--- start RECORDS FOR THE TASK ---
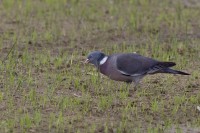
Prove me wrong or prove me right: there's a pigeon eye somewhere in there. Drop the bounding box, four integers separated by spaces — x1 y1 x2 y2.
88 55 92 59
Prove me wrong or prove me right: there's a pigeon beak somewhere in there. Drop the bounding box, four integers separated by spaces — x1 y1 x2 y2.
84 59 90 64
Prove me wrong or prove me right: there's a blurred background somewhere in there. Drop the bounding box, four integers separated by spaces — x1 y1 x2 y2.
0 0 200 132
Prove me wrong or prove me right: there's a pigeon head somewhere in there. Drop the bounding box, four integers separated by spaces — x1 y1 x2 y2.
85 51 106 67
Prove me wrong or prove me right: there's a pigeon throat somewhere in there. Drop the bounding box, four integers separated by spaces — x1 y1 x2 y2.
100 56 108 65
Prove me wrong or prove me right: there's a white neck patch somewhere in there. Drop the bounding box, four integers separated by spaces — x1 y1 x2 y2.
100 56 108 65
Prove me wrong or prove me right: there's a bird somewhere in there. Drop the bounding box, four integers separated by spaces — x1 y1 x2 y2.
85 51 190 88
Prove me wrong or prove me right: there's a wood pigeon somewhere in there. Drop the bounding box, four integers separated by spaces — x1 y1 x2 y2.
85 51 190 86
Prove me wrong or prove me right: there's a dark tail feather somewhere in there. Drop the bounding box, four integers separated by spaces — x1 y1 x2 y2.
164 69 190 75
159 62 176 67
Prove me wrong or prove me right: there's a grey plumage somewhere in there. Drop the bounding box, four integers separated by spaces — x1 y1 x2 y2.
87 51 189 85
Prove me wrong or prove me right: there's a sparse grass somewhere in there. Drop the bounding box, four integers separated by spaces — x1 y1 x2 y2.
0 0 200 133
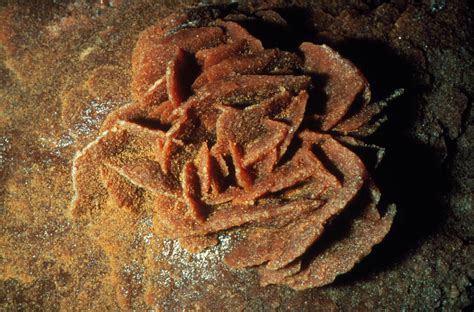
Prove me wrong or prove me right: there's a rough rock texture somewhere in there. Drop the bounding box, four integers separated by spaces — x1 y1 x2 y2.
0 1 474 311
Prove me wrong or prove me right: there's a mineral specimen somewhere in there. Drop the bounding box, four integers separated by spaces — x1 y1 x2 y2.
72 4 395 289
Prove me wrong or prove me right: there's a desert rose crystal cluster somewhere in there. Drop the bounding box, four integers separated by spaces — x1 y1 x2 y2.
72 8 395 289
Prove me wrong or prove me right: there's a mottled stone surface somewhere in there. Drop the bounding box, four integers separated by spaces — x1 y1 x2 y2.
0 1 474 311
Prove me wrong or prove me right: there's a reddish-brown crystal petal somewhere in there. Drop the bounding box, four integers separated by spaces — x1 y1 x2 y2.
180 161 206 222
284 207 395 289
300 42 370 130
229 141 253 190
196 40 249 70
193 50 277 89
217 21 263 52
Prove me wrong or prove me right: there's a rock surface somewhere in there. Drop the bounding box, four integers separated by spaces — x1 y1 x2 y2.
0 0 474 311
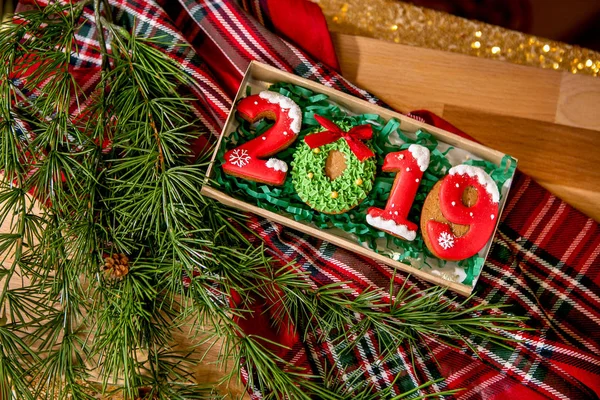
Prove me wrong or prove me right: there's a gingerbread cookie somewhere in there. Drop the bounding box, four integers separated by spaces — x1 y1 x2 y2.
222 91 302 186
292 115 376 214
421 165 500 261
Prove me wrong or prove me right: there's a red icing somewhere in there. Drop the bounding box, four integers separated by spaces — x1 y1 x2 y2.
427 175 498 261
223 94 297 186
367 150 424 236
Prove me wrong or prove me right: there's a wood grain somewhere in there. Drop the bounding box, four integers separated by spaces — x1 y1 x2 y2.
333 34 600 221
2 35 600 398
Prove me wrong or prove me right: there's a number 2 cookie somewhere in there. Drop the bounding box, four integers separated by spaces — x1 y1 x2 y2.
222 91 302 186
421 165 500 261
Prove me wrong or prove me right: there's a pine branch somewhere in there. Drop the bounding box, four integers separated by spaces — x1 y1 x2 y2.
0 0 522 399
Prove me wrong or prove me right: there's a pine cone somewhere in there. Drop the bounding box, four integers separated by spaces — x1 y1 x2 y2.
104 253 129 279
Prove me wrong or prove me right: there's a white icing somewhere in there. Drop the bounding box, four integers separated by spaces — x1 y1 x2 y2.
408 144 429 171
229 149 251 168
258 90 302 134
438 232 454 250
367 214 417 240
448 164 500 203
267 158 287 172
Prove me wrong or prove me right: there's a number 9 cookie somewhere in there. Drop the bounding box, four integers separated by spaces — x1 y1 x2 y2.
223 90 302 186
421 165 500 261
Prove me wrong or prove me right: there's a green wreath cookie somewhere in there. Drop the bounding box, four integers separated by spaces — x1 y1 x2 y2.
291 115 377 214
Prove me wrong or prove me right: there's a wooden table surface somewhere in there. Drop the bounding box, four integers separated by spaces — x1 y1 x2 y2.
333 34 600 221
196 34 600 393
4 34 600 394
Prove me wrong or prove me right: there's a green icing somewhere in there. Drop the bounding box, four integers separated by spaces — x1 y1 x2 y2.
213 83 516 285
291 134 376 214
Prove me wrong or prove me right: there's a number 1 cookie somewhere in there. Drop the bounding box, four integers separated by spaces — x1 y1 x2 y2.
223 91 302 186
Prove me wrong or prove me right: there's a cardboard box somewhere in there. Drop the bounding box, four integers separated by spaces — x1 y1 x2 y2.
202 62 517 295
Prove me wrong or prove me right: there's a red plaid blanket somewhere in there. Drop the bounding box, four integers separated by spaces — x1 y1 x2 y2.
17 0 600 399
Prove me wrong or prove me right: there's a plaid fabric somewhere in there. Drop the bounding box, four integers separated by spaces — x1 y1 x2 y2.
15 0 600 399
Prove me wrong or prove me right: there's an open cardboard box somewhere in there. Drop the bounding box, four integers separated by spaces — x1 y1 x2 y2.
201 61 517 295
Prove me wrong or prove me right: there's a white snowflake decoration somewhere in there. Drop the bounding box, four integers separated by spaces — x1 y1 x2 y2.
438 232 454 250
229 149 250 168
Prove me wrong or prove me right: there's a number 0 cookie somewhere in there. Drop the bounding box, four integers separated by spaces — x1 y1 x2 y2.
292 115 376 214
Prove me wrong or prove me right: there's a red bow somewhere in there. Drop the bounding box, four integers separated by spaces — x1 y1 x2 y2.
304 114 375 161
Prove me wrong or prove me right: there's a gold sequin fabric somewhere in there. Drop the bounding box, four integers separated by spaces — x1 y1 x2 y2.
312 0 600 76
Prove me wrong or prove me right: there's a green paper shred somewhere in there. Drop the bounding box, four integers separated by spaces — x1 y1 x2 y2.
213 83 516 285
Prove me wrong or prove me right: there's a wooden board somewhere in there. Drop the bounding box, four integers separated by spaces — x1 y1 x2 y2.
201 61 516 296
2 34 600 398
333 34 600 221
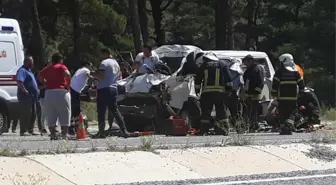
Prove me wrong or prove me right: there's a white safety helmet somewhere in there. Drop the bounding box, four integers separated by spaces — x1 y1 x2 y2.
203 52 219 61
279 53 297 71
231 58 243 64
195 52 219 66
279 53 294 63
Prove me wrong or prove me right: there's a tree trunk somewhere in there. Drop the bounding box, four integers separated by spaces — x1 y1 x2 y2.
149 0 166 46
245 0 256 50
31 0 46 67
128 0 142 53
69 0 81 63
227 0 234 50
138 0 149 43
215 0 228 50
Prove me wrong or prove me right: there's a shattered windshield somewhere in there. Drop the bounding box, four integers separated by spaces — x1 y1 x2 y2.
160 57 184 73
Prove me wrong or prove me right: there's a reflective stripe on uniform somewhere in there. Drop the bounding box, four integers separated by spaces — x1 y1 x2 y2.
280 81 297 84
200 119 210 123
226 82 233 87
254 87 262 92
204 69 209 85
278 97 297 100
216 119 229 132
215 69 220 87
202 86 225 93
217 118 229 123
296 77 303 83
249 94 262 100
285 119 294 125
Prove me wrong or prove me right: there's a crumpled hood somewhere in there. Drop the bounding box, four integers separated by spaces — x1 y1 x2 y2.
230 59 244 74
117 73 170 93
283 60 297 71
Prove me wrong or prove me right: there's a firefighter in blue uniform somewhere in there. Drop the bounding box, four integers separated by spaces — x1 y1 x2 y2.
243 55 265 132
272 53 304 135
195 53 232 135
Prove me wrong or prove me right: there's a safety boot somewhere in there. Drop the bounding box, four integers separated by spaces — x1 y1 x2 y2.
61 126 69 140
280 123 293 135
49 126 58 140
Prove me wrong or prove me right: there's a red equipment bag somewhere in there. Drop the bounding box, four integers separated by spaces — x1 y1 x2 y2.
164 116 190 136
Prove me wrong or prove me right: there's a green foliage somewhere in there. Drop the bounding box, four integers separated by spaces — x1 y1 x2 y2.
1 0 336 105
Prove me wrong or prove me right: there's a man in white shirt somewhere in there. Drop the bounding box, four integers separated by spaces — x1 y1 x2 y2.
70 62 92 118
135 45 161 73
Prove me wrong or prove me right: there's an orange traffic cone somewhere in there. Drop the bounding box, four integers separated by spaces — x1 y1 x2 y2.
77 113 86 139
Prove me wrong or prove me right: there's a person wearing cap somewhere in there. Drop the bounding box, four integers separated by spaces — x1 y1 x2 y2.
69 61 92 135
195 53 232 135
227 58 244 133
271 53 305 135
243 55 265 131
38 53 71 140
91 48 130 138
134 44 162 73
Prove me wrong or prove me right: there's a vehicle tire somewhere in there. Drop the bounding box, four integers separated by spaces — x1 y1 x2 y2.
0 108 8 135
179 109 192 128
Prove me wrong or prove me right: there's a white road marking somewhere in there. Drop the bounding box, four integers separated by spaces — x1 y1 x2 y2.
197 174 336 185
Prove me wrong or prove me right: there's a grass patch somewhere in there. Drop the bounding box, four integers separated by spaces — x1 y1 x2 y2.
7 174 50 185
139 136 155 152
306 145 336 162
311 131 336 144
222 134 253 146
321 107 336 121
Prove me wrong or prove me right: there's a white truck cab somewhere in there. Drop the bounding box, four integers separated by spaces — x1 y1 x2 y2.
0 18 24 134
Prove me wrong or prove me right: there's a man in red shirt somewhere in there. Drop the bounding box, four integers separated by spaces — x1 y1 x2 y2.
39 53 71 140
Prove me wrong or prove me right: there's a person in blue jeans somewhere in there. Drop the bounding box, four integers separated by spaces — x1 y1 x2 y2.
16 56 39 136
92 48 129 138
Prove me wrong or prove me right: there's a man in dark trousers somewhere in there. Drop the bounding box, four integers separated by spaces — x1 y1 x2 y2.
195 53 232 135
243 55 265 132
272 53 304 135
92 48 129 138
16 56 39 136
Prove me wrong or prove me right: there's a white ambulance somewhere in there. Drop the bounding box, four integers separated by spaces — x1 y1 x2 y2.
0 18 24 134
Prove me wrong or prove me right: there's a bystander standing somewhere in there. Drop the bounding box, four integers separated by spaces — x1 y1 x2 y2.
92 48 129 138
69 62 92 134
16 56 39 136
39 53 71 140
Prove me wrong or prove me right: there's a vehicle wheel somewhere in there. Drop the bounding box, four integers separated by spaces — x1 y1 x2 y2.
0 109 7 135
179 109 192 128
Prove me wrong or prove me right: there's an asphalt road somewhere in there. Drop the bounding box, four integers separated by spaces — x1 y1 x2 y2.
114 169 336 185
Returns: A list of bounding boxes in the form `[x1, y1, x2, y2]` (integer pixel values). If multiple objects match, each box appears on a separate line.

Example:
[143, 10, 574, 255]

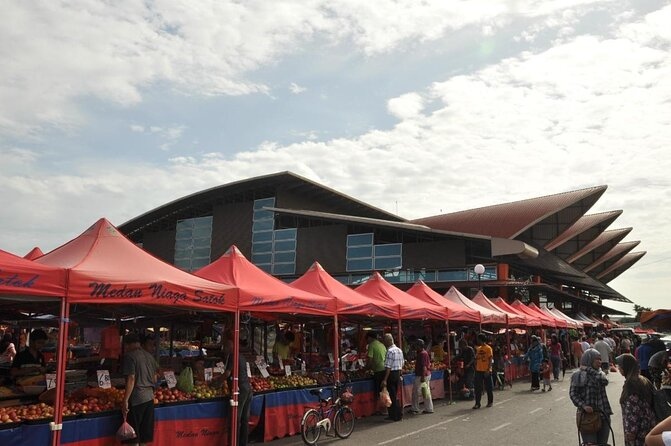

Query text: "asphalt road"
[262, 371, 624, 446]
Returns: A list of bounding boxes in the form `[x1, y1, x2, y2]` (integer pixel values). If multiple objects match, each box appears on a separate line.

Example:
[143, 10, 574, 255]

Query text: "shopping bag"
[380, 388, 391, 407]
[116, 415, 137, 441]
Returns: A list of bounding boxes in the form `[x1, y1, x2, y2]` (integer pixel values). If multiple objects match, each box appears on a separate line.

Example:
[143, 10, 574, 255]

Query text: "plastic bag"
[380, 387, 391, 407]
[116, 417, 137, 441]
[177, 367, 193, 393]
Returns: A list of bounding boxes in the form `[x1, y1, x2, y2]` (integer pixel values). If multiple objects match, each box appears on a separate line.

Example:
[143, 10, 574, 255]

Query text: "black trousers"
[387, 370, 403, 421]
[475, 371, 494, 405]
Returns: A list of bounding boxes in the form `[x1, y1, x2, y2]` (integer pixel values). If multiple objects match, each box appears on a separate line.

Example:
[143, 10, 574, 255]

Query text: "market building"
[119, 172, 645, 316]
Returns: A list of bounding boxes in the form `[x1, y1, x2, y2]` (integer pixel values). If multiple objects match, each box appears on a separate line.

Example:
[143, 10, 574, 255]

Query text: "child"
[541, 359, 552, 392]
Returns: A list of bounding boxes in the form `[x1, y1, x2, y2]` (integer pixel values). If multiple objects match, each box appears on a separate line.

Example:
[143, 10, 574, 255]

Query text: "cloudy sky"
[0, 0, 671, 309]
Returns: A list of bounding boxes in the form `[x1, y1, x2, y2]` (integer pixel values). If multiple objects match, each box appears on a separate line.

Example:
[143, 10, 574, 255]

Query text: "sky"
[0, 0, 671, 311]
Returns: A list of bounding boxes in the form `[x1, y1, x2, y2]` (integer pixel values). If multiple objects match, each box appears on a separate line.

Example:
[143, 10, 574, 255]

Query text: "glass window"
[275, 228, 298, 240]
[252, 220, 275, 232]
[252, 231, 273, 243]
[273, 251, 296, 263]
[273, 263, 296, 274]
[375, 257, 403, 270]
[375, 243, 403, 257]
[254, 197, 275, 210]
[252, 242, 273, 254]
[274, 240, 296, 252]
[347, 259, 373, 271]
[347, 232, 373, 246]
[347, 246, 373, 259]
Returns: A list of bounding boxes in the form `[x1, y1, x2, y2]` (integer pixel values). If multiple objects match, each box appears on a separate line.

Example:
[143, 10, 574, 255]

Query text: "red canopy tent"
[23, 246, 44, 260]
[492, 297, 541, 327]
[30, 218, 238, 445]
[443, 287, 506, 325]
[407, 280, 480, 323]
[510, 299, 557, 328]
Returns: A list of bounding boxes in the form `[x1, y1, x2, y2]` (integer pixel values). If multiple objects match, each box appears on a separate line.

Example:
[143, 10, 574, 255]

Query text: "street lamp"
[473, 263, 485, 291]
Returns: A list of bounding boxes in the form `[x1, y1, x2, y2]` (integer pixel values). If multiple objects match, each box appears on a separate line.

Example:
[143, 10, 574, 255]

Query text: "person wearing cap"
[410, 339, 433, 414]
[121, 333, 157, 445]
[615, 353, 655, 446]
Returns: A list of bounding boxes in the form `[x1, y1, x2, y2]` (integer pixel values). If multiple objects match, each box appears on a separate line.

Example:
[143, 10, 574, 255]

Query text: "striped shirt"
[384, 345, 405, 372]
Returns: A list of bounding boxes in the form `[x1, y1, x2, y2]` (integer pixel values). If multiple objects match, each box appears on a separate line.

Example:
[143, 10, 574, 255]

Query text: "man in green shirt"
[366, 331, 387, 412]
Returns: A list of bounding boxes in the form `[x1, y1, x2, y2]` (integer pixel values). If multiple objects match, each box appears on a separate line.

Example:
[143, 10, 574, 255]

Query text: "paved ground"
[262, 372, 624, 446]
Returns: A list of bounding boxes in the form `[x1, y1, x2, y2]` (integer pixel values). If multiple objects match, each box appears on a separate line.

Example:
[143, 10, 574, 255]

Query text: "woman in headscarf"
[569, 348, 613, 444]
[615, 353, 656, 446]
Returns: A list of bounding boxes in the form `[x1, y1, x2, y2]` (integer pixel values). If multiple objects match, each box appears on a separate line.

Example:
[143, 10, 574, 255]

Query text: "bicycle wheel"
[333, 406, 356, 438]
[301, 409, 322, 445]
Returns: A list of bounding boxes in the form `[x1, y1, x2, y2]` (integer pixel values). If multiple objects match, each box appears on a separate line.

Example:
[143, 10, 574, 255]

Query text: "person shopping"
[569, 348, 613, 444]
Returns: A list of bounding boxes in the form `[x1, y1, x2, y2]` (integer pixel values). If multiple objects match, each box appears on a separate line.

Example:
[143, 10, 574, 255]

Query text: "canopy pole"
[231, 310, 240, 446]
[51, 296, 70, 446]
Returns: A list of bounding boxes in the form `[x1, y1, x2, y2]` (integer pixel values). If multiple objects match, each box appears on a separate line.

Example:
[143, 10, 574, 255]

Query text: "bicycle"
[301, 384, 356, 445]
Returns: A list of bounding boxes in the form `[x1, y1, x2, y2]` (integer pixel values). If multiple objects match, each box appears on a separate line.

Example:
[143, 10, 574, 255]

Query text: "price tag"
[98, 370, 112, 389]
[45, 373, 56, 390]
[163, 371, 177, 389]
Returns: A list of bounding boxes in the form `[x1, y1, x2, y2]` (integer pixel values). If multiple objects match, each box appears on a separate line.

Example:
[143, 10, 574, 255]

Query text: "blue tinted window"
[347, 259, 373, 271]
[375, 257, 403, 269]
[347, 246, 373, 259]
[375, 243, 403, 257]
[347, 233, 373, 246]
--- end RECORDS FOR THE TASK ---
OBJECTIVE – Can you repeat everything from the start of the items down to the line containing "88 55 92 59", swapping "pigeon" for "dove" and leaving all else unchanged? Leave the pictures out.

RESULT OF THE EXERCISE –
Prove me wrong or prove me right: there's a dove eye somewhere in there. Drop the bounding box, four integers separated by spaces — x1 y1 x2 y2.
88 55 92 59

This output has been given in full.